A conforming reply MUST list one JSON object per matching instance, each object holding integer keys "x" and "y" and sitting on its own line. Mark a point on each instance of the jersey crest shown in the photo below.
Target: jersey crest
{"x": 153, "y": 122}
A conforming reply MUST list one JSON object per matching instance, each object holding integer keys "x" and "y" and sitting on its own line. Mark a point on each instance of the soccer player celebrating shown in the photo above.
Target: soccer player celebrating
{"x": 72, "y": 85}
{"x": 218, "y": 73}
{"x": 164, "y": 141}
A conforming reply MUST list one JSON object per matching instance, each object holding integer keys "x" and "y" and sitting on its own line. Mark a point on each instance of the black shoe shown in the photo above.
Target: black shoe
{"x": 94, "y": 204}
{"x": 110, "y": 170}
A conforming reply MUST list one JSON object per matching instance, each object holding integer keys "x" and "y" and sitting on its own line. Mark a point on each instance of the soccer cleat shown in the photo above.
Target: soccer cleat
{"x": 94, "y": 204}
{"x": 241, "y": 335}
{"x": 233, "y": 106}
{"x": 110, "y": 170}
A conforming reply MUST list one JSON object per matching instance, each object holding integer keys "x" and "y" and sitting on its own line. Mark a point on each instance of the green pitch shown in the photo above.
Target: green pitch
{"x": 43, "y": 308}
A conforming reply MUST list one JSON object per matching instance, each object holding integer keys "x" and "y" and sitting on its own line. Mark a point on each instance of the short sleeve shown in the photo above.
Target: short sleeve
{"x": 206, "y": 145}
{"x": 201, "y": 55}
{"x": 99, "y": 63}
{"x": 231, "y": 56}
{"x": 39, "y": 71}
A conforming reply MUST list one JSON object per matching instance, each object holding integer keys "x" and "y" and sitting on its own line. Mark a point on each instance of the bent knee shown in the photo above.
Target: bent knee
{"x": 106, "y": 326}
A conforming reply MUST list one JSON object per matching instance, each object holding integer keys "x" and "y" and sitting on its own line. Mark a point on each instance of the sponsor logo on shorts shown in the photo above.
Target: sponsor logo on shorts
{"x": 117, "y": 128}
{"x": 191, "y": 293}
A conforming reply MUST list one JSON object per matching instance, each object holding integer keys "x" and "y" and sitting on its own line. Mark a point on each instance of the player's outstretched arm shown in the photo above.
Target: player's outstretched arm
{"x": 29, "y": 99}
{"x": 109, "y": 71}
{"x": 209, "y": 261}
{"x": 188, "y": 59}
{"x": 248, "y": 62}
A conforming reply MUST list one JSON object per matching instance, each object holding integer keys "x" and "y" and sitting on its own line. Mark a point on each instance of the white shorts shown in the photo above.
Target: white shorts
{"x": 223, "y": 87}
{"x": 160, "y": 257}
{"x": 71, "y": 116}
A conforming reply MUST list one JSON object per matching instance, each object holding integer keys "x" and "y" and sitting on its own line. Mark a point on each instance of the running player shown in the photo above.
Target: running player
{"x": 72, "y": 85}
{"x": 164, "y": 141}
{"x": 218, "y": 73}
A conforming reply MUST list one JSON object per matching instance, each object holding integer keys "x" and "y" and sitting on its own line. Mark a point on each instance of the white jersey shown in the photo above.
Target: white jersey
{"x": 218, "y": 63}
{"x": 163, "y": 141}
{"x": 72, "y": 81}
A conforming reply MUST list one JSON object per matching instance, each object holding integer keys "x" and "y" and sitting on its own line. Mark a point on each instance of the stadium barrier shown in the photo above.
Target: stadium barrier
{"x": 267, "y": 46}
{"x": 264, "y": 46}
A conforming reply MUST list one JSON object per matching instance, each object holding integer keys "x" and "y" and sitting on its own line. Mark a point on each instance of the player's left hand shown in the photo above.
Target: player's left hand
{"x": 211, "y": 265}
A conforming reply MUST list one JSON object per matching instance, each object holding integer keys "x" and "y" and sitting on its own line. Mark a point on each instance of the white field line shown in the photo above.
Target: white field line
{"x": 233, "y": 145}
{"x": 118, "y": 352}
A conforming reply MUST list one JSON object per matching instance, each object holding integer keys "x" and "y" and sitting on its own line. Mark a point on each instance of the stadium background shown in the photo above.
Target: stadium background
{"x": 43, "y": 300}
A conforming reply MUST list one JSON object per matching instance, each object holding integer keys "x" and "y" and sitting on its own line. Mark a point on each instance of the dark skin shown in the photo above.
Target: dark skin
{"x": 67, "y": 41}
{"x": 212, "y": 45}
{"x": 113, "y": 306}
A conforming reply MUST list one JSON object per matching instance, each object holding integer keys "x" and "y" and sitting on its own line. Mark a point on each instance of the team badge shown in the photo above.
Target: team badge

**What you will do**. Can you repeat all of the lines above, replacing "Mark a point" with "Place a marker" wherever it occurs and leaving everything else unchanged?

**Full output**.
A conforming reply MUST list one JSON object per matching instance, each object holding integer keys "x" and "y" and sitting on its own line. Place a marker on each instance of the jersey crest shown in the photo below.
Target: jersey crest
{"x": 153, "y": 122}
A conforming reply MUST list one JSON object per matching instance, each object holding integer keys "x" and "y" and sitting on its own line. Place a marker on each instance of the soccer player celebrating shown in the photo above.
Target: soccer player celebrating
{"x": 72, "y": 85}
{"x": 218, "y": 73}
{"x": 164, "y": 141}
A conforming reply MUST list one JSON object per matching instance, each object holding integer keys "x" and "y" and sitting on its own line. Place a marker on each instance of the black shoe shown in the photo above.
Target: black shoe
{"x": 94, "y": 204}
{"x": 110, "y": 170}
A conforming reply MUST list one JSON object per matching instance, each object holding integer keys "x" and "y" and sitting on its own line. Place a marker on each instance of the soccer cleat shown in the photo above.
Target: soccer cleat
{"x": 94, "y": 204}
{"x": 241, "y": 335}
{"x": 233, "y": 106}
{"x": 110, "y": 170}
A conforming reply MUST list one JSON object per matching instance, each object holding integer keys "x" and "y" and sitting on its own line. Place a marker on each instance of the green pitch shown in the photo above.
Target: green pitch
{"x": 43, "y": 308}
A conforming reply MUST list one JSON object per matching instance, each object holding integer keys "x" and "y" and sitting on its own line. Place a marker on each instance of the short sleeve shown in the photo above.
Target: short sleeve
{"x": 206, "y": 145}
{"x": 201, "y": 55}
{"x": 99, "y": 63}
{"x": 231, "y": 56}
{"x": 39, "y": 71}
A conforming reply MUST list one JSON object per matching instance, each object holding integer keys "x" and "y" and sitting on its own line. Place a marker on each instance of the bent knee shown in the photo above.
Target: bent knee
{"x": 106, "y": 326}
A conforming reply MUST list one JSON object per matching instance, each object holding integer keys "x" and "y" and sitting on its own line. Place a marker on each instance of the sponsor logo on shorts shown in the photo above.
Target: sponsor logo on shorts
{"x": 117, "y": 128}
{"x": 191, "y": 293}
A conforming reply MUST list one JSON object per matching instance, each object holding integer keys "x" and "y" and sitting on its own line. Place a marker on each instance of the player's outstretched arm shown in the photo above.
Target: player's outstretched arm
{"x": 29, "y": 99}
{"x": 109, "y": 71}
{"x": 209, "y": 261}
{"x": 188, "y": 59}
{"x": 248, "y": 62}
A conforming reply MUST list one JSON object per matching instance, each object holding integer keys "x" and "y" and sitting on its own line. Place a marker on each instance of the white shorts shown in the photo above.
Target: white shorts
{"x": 223, "y": 87}
{"x": 160, "y": 257}
{"x": 71, "y": 116}
A conforming reply MUST list one JSON object per matching instance, each object holding integer keys "x" and "y" and sitting on its own line. Place a marker on each instance of the running player shown in the photo above.
Target: running player
{"x": 72, "y": 85}
{"x": 164, "y": 141}
{"x": 218, "y": 73}
A conforming reply MUST list one JSON object per matching instance, each object holding integer keys "x" and "y" and sitting on its own line. Place a marker on each instance of the white jersey shown in the photo above.
Target: white jersey
{"x": 218, "y": 63}
{"x": 163, "y": 141}
{"x": 72, "y": 81}
A conforming reply MUST list one JSON object per matching instance, each object holding integer keys "x" and "y" and sitting on its own line. Place a marker on each instance of the stadium barrier shown in the photo above.
Target: stadium barrier
{"x": 267, "y": 46}
{"x": 264, "y": 46}
A conforming reply MUST list one JSON object per matching instance, each object holding integer keys "x" and "y" and sitting on its own line. Place a marker on each instance of the player's left hand shown in the photo above.
Target: player's left hand
{"x": 211, "y": 265}
A conforming reply MUST list one JSON object per matching instance, each object holding integer keys "x" and "y" and sitting on its own line. Place a marker on each instance of the white field line shown in the photo above.
Target: white field line
{"x": 233, "y": 145}
{"x": 118, "y": 352}
A conforming reply MUST list one JSON object per matching instance, each object holding integer keys "x" and "y" and sitting on its own line. Place a marker on each instance of the stadium background shown in the photo above.
Target: stadium background
{"x": 43, "y": 300}
A conforming reply MUST list one JSON object per matching instance, each object holding integer keys "x" and "y" and sitting on its own line. Place a marker on each instance of the dark skin shown in the photo above.
Target: dark skin
{"x": 67, "y": 41}
{"x": 212, "y": 45}
{"x": 113, "y": 306}
A conforming reply MUST list one JSON object per matching instance, each object holding integer keys "x" and "y" and sitting on its own line. Place a marker on each instance of the team badge shown in the photo above.
Target: team badge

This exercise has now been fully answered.